Rescale the stretch from the line containing "Where can you spot the black trousers?" through the end of the records, copying every line in it, including the lines without answers. Multiply each coordinate in the answers by 1.05 and round it to a whole number, with halves rounded up.
======== Listed entries ========
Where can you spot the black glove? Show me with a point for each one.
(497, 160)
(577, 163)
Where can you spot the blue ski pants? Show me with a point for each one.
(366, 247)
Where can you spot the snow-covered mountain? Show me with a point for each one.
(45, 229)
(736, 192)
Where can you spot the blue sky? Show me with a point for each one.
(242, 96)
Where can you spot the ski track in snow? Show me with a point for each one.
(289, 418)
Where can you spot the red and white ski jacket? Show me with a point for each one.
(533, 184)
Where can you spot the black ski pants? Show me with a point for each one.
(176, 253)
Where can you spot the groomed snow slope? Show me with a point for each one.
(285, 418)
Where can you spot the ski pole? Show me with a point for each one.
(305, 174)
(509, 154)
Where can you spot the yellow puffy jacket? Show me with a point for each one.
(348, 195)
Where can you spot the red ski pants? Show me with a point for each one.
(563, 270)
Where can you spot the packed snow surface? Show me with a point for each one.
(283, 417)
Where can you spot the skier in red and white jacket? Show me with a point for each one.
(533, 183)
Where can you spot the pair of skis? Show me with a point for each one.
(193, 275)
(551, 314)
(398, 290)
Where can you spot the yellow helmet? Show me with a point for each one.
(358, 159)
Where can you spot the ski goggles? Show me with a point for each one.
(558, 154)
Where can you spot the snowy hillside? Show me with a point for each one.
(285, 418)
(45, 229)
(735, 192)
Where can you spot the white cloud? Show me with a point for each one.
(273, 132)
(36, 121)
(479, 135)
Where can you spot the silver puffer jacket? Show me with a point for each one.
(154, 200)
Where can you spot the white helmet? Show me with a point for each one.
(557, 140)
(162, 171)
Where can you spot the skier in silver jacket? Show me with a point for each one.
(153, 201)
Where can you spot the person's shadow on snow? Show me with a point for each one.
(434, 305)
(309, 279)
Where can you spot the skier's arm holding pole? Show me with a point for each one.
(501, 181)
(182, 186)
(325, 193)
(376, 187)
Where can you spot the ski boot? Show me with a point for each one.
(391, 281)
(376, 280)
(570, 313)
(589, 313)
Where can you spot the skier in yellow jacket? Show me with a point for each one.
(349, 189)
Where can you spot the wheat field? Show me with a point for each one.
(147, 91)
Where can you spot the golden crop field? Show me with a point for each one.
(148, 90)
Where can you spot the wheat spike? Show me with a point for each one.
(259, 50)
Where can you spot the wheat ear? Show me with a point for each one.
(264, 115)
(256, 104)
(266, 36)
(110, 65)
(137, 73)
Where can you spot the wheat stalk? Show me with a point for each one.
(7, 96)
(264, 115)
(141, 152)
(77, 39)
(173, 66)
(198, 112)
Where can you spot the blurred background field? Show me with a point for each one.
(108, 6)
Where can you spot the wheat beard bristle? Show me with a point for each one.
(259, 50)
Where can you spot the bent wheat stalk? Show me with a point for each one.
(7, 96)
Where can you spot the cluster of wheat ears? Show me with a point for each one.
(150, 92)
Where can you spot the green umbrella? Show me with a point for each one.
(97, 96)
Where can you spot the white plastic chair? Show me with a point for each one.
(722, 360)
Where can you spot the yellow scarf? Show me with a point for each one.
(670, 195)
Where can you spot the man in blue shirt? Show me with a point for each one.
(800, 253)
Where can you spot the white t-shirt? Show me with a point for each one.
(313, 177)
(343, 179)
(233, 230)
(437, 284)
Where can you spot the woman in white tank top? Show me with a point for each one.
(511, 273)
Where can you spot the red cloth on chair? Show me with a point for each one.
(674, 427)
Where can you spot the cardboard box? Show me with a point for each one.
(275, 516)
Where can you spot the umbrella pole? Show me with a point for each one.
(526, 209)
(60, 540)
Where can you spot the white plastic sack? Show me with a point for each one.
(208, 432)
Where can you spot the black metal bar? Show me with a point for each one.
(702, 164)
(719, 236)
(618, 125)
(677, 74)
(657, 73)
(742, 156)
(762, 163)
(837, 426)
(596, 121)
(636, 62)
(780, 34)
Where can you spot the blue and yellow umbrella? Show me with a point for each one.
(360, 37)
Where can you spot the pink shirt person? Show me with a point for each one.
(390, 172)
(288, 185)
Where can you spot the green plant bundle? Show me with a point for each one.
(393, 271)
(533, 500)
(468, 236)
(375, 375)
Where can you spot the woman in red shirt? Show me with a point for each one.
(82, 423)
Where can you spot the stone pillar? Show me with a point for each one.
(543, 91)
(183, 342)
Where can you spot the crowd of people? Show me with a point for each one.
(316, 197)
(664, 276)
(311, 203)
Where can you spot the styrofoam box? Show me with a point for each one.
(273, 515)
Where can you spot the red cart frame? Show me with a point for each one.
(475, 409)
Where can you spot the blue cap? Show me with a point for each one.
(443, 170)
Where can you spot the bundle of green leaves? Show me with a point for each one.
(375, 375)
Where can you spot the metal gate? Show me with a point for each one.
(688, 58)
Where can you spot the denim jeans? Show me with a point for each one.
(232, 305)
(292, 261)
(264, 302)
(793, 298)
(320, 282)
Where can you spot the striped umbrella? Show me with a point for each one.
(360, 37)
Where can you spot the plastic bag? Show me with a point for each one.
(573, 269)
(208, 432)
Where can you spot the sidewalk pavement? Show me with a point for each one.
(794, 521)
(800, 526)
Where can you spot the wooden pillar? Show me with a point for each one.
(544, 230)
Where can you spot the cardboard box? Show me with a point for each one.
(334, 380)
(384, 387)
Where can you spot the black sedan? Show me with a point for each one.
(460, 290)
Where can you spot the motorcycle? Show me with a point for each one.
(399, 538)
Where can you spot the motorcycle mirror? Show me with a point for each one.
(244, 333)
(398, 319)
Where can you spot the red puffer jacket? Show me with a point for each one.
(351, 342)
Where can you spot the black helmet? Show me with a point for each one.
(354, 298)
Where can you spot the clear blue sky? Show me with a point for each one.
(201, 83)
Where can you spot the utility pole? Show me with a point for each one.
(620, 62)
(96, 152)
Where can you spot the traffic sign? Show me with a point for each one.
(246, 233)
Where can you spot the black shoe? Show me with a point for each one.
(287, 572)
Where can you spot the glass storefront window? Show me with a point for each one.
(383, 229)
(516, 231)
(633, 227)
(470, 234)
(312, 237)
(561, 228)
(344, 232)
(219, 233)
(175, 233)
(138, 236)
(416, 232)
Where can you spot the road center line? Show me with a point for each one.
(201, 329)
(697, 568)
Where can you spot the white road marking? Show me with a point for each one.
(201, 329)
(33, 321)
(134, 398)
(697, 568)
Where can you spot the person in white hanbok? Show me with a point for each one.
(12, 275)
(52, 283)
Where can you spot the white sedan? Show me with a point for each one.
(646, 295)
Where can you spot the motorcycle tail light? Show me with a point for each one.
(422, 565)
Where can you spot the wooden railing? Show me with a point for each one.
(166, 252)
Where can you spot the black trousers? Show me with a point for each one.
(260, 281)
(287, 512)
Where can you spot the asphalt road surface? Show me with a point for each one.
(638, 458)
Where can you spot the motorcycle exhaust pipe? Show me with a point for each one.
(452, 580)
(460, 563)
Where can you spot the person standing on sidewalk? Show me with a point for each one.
========
> _Response_:
Where can you spot the black trousers? Show me with a point for each one.
(273, 295)
(301, 538)
Where can you spot the asphalt road surface? Show me with a point for each one.
(670, 481)
Where can you spot the motorcycle exhaust pipe? Show me with a point for each one.
(475, 609)
(483, 591)
Where can you spot the person standing on sidewalk? Show me with a point for each one.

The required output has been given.